Return the full listing character for character, without its pictures.

==== DATA IN THIS EXERCISE ====

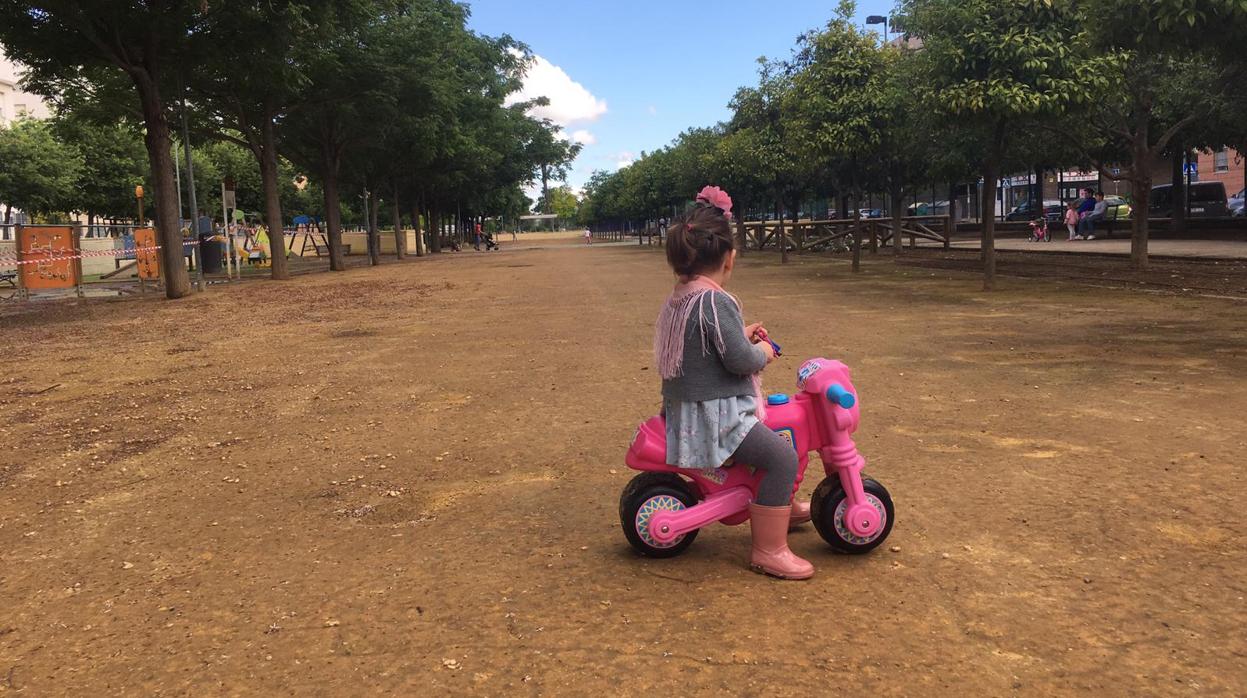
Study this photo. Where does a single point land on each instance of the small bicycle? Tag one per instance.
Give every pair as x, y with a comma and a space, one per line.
664, 507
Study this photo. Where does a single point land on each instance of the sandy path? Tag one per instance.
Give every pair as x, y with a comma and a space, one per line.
405, 480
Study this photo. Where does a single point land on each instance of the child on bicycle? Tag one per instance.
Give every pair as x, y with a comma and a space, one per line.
711, 368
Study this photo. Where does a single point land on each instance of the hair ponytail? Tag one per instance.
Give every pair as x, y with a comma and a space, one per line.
700, 241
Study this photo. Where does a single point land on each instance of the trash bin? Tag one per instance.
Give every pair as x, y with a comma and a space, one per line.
211, 253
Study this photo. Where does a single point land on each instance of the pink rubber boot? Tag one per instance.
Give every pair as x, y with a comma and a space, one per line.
799, 514
771, 554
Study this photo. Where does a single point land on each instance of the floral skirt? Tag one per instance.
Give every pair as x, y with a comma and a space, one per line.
706, 434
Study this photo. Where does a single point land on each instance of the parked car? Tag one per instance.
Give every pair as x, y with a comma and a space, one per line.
1025, 211
1207, 201
1119, 208
1237, 203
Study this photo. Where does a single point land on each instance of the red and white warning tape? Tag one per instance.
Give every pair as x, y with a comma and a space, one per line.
10, 259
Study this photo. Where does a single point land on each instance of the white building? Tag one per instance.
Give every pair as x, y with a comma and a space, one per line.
14, 102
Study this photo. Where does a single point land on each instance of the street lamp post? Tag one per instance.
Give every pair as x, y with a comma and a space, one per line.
879, 19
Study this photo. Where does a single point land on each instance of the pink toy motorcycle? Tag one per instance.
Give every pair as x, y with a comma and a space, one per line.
664, 507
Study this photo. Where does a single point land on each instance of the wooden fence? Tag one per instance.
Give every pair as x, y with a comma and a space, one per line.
821, 236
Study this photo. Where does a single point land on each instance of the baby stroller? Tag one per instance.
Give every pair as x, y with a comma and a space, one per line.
1039, 231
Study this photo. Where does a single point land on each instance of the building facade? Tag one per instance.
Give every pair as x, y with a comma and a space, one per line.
15, 104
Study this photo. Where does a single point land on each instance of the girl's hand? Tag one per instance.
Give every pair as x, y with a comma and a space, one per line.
768, 350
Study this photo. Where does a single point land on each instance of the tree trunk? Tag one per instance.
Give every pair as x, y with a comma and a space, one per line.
1177, 212
898, 223
177, 282
419, 231
1139, 222
857, 233
990, 173
333, 212
545, 190
434, 231
399, 233
267, 157
1141, 181
781, 236
374, 234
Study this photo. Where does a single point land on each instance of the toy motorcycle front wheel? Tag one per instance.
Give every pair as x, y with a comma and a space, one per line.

====

SOLUTION
Study this photo. Where does a single point land on each instance of the small bicycle? Tag one per instance.
Give every pair as x, y with a comma and a space, one per line.
664, 507
Study this photo. Where does a single point land on each instance of the sandy path? Tag one per instance.
Give every pair as x, y with a comma and a space, one per line.
405, 480
Study this photo. Where does a single point land on each instance of the child on bicycle? Tag one per instance.
Give every pair as x, y with a comma and a space, one per line.
711, 368
Study this photo. Where does a single point land on each instance of the hair ponytail? Tag one per instance.
Give every pair as x, y with a comma and a space, one per line.
700, 241
Study this photo. Where does a single point land on each instance of the trash bin? Tag one per instance.
Give every pair as x, y with a comma and a space, one per line.
211, 253
Study this photo. Where does a single point land on each instance of the pink rubber boot? Tag one per instance.
Give every pair as x, y with a comma and a space, one per line.
799, 514
771, 554
Study this photo. Where does a single point land on each instance of the floral skirt? Tag one per instance.
Give every pair as x, y with a comma and a space, one per line.
706, 434
Study this photo. Where does a single point land on each instance of the parked car? Tag one per instance.
Give every pair as x, y with a comma and a space, one per line.
1025, 211
1207, 201
1119, 208
1237, 203
Study this photo. Where does a single point land on each instance of the red and white warning tape? Tag one per instance.
Give every pair as x, y with a comma and a space, one per line.
10, 259
Study this photo. Where does a single point land on each instance of the white building? Tag one per instance.
Give every pair as x, y with a comma and a space, one per line.
14, 102
Study this photo. Where does a single point land on each instance of the street lamp post? Tag one per instance.
Give every pair as x, y with a comma and a space, one per line.
879, 19
Study this photo. Where does a single point land on each instance of the pink toy motorcycle? Tag one per instance.
Give every pair as x, y with a comma and a space, one per line.
664, 507
Study this photo. Where does a single point land on each instance of the wooden fence? Tag one per instance.
Give every pair as x, y with a comma and a space, one per line.
821, 236
Study this photo. Where does a single point land on each instance of the baby stroller? Tag one per instance.
Give every pair as x, y with a comma and a space, one per line.
1039, 231
Study this photo. Where does a single point land on each instance of the building facade? Tag one per instance.
Give every pair as x, y with a comma and a space, one per line.
15, 104
Study this photo. Where does a single point land on each instance of the girl's hand? Tag one per instance.
Give every pair as x, y with a comma and a space, one per line.
768, 350
Study this photo. Where does a single point land on each instance of the tree trunk? Tag one per instance.
Give every pair as x, y with a comma and a space, one per line.
1177, 212
898, 223
177, 282
419, 231
1139, 222
857, 233
990, 173
333, 212
545, 190
434, 231
399, 233
267, 157
1141, 181
781, 236
374, 234
Study this photo. Where does a single point land on each instance of the toy motorcycle front wheel? Tag one per instance.
Give every pair as x, y with a comma and a space, one per line.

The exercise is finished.